— start SELECTION —

A dark arena surrounding a gauzy, spotlit court. Everything seems slow, supercharged and saturated, almost dreamlike. Michael Jordan, lean and crouched, is facing off against some hapless guard as the ref tosses the ball skyward. Cut to a tight shot of the ball rising to the height of its arc until Jordan is just about to touch the ball. There’s the woody sound of a cork being coaxed out of a bottle, and then freeze-frame and echoy silence — maybe the distant clink-clink of full bottles — as everything stops, hanging for a moment.

Just as we can’t stand it anymore, one last squeak explodes to the intercut sound and visual of a cork popping as Jordan smacks both the ball and the camera pace into motion. Music starts — maybe Hendrix singing Dylan’s line about businessmen drinking his wine — and Jordan flows up the court and takes to the air, all grace and knowledge, super-imposed with red wine poured super slow-mo, roiling into a glass as the camera tracks a 360 around it. As Jordan nears the rim a third image of a lowering bottle of wine is superimposed, touching the ground as the ball snaps the net. Fade all but the dramatically lit bottle, and super text:

“Domaine Dunquage. Red, white, and beyond…”

— end SELECTION —
— start EXERCISE INPUT —

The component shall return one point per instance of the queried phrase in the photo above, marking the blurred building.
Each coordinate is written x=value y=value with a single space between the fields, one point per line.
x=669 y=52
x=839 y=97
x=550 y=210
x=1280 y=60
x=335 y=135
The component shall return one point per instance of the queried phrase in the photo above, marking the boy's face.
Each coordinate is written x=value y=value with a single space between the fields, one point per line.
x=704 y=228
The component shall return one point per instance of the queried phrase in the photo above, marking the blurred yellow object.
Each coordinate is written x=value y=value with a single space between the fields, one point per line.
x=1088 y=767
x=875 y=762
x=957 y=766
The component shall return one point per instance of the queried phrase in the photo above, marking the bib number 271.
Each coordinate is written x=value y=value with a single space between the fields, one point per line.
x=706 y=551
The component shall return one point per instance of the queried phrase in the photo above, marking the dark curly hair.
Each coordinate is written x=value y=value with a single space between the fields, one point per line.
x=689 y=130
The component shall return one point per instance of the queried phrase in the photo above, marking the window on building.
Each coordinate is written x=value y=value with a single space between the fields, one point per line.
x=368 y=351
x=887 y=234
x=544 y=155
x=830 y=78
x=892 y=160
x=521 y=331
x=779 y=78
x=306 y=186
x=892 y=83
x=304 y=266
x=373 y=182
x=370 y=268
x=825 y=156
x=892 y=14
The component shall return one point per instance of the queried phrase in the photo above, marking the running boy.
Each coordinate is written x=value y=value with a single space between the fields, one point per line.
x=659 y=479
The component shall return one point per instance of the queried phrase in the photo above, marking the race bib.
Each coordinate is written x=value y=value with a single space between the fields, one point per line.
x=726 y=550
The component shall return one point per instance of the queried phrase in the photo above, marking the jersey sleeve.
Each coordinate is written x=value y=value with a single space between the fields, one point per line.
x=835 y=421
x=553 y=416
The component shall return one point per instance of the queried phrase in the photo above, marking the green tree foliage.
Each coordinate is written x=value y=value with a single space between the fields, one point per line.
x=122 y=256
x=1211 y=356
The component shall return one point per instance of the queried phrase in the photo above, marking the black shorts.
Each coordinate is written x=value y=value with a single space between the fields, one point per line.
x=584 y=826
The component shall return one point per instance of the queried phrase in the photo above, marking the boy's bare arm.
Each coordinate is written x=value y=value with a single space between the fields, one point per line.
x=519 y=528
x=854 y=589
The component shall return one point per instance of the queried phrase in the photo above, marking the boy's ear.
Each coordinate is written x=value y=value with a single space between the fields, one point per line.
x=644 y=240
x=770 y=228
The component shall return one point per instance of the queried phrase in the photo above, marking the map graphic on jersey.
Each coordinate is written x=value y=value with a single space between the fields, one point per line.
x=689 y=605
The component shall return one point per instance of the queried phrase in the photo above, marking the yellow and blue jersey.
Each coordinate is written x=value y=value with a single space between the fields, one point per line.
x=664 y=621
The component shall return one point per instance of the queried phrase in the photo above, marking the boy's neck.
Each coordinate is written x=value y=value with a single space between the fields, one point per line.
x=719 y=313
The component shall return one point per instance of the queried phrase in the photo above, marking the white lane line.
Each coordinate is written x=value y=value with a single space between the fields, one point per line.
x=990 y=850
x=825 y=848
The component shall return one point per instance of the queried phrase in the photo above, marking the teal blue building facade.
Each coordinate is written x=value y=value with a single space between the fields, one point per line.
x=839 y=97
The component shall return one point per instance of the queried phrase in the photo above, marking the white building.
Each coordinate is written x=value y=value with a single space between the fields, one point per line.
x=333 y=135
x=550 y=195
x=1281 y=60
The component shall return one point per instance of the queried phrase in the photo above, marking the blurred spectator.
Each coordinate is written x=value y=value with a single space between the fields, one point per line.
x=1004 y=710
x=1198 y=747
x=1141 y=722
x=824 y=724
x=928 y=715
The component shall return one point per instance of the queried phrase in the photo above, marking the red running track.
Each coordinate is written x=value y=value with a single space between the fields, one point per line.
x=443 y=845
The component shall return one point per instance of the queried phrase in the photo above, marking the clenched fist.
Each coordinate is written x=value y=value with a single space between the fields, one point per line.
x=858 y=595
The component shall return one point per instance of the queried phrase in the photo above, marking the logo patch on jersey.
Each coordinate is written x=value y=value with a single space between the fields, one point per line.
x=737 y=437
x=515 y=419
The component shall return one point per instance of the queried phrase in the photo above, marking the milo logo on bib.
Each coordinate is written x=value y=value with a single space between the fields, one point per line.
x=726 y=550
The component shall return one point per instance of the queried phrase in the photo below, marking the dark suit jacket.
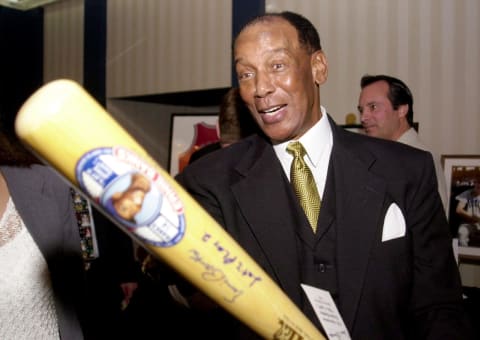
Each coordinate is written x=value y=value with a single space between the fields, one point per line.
x=44 y=202
x=404 y=288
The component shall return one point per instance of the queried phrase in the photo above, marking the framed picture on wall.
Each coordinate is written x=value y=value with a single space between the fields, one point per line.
x=190 y=132
x=462 y=175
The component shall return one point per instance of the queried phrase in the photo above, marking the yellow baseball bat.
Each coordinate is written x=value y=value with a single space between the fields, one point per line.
x=71 y=132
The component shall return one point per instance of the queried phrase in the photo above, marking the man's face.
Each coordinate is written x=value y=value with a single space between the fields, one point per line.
x=377 y=115
x=279 y=79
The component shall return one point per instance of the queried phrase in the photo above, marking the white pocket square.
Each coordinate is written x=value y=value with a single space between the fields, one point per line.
x=394 y=225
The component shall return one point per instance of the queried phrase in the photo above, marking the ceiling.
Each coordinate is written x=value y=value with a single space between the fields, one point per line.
x=25 y=5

— end EXERCISE INPUT —

• _EXERCISES_
1. Quote the wine commercial scene in full, word for word.
2. Print the stretch of the listing from its first line through the line containing "x=1280 y=60", including both of those lines.

• _ANSWERS TO THE EXERCISES_
1.
A dark arena surrounding a gauzy, spotlit court. Everything seems slow, supercharged and saturated, almost dreamlike. Michael Jordan, lean and crouched, is facing off against some hapless guard as the ref tosses the ball skyward. Cut to a tight shot of the ball rising to the height of its arc until Jordan is just about to touch the ball. There’s the woody sound of a cork being coaxed out of a bottle, and then freeze-frame and echoy silence — maybe the distant clink-clink of full bottles — as everything stops, hanging for a moment.

Just as we can’t stand it anymore, one last squeak explodes to the intercut sound and visual of a cork popping as Jordan smacks both the ball and the camera pace into motion. Music starts — maybe Hendrix singing Dylan’s line about businessmen drinking his wine — and Jordan flows up the court and takes to the air, all grace and knowledge, super-imposed with red wine poured super slow-mo, roiling into a glass as the camera tracks a 360 around it. As Jordan nears the rim a third image of a lowering bottle of wine is superimposed, touching the ground as the ball snaps the net. Fade all but the dramatically lit bottle, and super text:

“Domaine Dunquage. Red, white, and beyond…”

2.
The component shall return one point per instance of the queried phrase in the photo above, marking the blurred building.
Each coordinate is written x=value y=value with a single space between the fields, one point per line.
x=669 y=52
x=839 y=97
x=550 y=210
x=1280 y=60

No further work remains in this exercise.